Data shown Start Marker

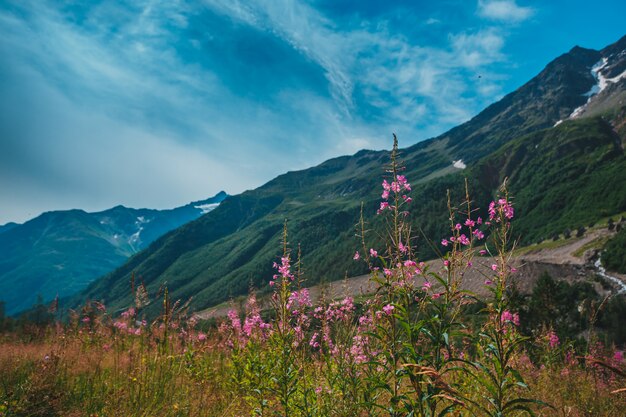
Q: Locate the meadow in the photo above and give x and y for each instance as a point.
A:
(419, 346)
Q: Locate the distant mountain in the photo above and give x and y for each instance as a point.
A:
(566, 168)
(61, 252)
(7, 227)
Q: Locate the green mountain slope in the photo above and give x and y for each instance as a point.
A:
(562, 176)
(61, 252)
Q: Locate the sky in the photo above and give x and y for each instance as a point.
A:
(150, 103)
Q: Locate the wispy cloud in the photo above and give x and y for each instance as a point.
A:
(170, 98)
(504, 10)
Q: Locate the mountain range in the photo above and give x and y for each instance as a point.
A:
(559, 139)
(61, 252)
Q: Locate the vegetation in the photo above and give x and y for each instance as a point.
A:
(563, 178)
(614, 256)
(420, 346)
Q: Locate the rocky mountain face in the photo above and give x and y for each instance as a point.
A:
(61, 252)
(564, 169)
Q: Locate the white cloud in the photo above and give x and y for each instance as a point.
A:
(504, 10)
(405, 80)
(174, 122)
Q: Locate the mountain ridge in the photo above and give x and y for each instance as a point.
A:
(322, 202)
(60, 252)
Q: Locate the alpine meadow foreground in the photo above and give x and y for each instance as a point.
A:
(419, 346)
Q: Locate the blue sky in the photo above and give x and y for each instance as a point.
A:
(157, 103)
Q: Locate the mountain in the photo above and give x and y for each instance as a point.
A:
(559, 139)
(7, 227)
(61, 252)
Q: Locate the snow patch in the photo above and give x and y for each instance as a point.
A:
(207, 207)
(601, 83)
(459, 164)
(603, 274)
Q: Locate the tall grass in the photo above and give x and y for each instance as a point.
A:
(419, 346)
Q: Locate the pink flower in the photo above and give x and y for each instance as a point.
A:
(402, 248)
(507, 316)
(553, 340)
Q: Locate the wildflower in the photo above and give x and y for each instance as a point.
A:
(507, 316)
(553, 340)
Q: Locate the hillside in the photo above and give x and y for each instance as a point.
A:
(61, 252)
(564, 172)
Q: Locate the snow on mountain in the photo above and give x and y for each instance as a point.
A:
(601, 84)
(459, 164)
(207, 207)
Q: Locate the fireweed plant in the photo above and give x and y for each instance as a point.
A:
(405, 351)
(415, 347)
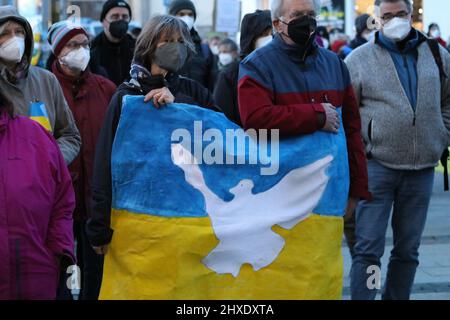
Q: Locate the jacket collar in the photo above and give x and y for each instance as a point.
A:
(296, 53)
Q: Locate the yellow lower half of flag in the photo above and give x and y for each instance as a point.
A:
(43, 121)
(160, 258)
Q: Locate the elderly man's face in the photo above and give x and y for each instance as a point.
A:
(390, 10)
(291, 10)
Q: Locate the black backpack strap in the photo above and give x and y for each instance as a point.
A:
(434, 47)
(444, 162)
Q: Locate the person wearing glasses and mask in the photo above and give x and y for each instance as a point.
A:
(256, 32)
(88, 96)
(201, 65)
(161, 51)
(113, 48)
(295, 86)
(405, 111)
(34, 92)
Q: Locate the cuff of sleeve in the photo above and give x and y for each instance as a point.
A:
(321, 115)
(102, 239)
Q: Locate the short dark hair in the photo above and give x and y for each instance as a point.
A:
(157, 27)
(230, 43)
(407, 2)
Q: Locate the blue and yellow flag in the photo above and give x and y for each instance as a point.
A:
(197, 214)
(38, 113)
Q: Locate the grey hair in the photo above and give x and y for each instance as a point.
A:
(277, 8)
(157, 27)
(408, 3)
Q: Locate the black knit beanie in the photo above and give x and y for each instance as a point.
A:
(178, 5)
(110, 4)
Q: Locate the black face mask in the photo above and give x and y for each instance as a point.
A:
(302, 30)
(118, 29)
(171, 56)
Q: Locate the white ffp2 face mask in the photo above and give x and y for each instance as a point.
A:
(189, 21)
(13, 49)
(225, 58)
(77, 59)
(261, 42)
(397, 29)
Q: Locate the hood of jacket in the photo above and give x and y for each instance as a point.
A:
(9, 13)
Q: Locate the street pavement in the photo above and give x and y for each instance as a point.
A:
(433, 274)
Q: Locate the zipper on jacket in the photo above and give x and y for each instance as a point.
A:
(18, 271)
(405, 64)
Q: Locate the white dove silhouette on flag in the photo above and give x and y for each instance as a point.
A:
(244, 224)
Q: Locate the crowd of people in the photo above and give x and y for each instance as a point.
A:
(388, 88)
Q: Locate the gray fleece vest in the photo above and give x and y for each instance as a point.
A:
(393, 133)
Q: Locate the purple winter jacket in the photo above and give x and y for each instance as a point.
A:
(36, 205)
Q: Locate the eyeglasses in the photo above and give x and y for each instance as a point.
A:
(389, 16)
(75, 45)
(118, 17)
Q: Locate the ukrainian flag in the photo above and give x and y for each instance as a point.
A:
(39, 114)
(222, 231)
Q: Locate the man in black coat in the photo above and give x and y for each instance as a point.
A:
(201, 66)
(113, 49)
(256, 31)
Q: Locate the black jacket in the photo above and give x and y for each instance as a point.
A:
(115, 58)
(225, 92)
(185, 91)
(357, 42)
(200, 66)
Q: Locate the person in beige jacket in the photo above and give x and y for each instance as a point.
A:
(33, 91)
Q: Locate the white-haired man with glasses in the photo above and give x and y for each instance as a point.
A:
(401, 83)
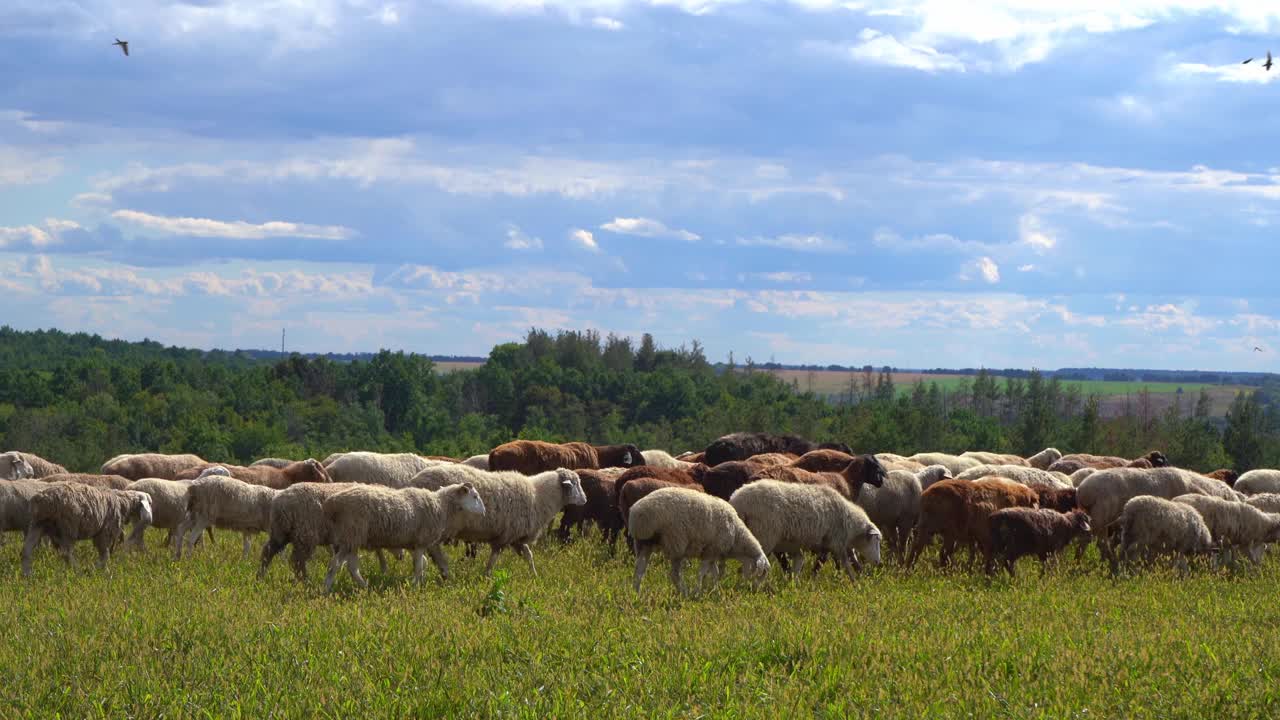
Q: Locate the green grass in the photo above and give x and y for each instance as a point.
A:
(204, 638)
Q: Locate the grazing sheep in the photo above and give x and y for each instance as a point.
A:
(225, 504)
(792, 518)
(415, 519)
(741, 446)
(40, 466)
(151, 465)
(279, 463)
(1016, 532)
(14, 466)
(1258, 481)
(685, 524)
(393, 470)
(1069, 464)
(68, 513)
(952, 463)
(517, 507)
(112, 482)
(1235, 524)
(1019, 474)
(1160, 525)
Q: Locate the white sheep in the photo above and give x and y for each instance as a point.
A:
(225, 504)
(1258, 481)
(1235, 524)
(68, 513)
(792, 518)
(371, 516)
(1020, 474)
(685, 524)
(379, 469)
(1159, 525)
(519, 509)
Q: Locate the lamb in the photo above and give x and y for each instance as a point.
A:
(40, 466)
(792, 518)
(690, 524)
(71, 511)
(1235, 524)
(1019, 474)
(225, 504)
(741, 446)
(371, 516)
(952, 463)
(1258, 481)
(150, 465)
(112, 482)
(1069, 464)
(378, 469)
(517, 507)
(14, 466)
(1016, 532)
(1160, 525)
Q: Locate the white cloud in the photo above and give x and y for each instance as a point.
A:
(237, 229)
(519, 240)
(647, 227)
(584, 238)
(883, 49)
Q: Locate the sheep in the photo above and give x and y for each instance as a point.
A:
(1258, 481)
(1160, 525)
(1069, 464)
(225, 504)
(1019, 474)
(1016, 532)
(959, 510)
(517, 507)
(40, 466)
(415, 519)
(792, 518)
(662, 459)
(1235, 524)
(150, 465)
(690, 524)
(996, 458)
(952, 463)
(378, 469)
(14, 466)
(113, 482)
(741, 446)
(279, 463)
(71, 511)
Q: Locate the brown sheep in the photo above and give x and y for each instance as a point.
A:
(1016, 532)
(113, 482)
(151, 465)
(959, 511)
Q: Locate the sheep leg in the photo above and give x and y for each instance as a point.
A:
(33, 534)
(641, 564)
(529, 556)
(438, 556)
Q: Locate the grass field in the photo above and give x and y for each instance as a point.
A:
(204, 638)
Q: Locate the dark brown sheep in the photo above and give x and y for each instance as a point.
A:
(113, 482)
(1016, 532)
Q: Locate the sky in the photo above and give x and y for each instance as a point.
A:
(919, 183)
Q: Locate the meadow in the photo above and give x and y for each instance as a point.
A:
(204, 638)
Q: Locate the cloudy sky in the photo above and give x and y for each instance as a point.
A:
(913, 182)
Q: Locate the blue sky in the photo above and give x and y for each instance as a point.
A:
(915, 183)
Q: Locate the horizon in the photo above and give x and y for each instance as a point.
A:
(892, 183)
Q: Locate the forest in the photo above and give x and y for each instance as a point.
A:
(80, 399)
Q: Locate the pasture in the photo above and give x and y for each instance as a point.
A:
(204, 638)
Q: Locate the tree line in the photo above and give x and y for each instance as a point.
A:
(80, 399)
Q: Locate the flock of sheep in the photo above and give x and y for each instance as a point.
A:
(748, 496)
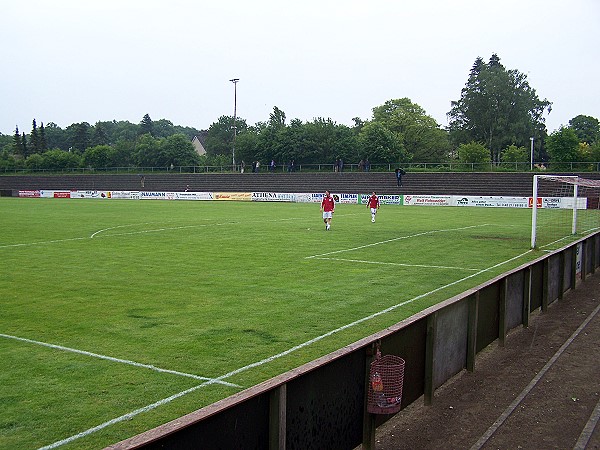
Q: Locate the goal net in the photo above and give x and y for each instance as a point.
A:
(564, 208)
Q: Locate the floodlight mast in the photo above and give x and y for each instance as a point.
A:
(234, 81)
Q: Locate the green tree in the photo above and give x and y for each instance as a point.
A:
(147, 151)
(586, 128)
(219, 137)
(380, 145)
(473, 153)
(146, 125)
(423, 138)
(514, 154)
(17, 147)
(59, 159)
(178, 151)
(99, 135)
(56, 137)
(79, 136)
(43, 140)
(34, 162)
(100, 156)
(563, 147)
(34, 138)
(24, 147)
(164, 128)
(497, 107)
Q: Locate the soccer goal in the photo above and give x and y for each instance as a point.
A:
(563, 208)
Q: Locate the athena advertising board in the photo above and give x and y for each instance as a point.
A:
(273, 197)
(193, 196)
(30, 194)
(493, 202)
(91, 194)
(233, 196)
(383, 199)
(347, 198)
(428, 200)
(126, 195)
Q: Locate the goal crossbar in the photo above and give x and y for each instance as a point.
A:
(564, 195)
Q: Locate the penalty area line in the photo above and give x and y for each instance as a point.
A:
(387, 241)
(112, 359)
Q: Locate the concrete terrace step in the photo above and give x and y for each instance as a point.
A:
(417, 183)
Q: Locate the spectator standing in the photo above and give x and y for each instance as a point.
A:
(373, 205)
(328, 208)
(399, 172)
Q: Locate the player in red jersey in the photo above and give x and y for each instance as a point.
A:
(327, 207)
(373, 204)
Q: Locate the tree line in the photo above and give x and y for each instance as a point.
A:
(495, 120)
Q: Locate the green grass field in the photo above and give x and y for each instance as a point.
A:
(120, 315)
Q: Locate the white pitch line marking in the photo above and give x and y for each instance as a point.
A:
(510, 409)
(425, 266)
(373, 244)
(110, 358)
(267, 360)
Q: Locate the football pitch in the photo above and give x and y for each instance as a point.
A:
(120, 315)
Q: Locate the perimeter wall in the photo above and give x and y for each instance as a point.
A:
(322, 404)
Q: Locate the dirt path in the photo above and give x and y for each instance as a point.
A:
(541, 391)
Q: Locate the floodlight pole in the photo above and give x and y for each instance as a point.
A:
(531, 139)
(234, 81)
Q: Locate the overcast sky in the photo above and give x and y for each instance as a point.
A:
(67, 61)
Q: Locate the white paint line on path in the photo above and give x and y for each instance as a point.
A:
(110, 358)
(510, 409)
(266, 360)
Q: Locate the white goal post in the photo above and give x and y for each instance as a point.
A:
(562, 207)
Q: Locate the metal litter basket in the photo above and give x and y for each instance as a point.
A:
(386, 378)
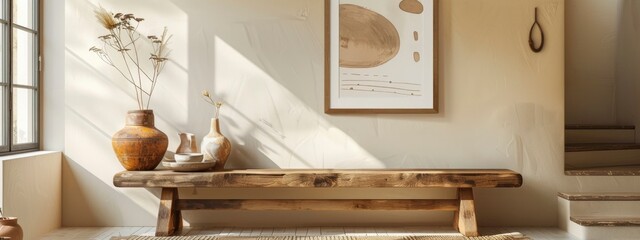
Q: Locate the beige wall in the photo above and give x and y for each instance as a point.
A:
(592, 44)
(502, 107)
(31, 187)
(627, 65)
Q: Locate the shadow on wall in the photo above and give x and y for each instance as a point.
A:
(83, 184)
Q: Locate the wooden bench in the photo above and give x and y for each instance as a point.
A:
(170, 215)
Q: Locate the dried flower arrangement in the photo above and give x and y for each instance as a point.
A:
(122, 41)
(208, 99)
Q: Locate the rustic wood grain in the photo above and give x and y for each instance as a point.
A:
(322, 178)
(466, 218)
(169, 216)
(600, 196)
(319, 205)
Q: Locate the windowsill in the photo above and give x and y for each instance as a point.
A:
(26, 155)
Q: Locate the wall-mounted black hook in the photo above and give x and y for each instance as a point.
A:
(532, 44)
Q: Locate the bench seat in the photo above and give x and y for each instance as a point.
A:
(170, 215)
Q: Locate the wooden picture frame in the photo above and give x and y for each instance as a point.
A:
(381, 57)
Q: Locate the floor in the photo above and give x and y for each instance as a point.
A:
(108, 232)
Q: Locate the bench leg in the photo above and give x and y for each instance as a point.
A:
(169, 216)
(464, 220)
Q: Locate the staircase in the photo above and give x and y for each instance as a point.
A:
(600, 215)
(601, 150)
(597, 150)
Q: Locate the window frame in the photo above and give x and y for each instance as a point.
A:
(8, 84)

Data shown End Marker

» **What you will do**
Scan the entries above for the word "dark". Report the lines that hold it.

» **Reply**
Q: Locate the short dark hair in the photo above and give x and y for each instance as a point.
Q: Locate the dark brown sheep in the photo above and give x and y for each instance as a point.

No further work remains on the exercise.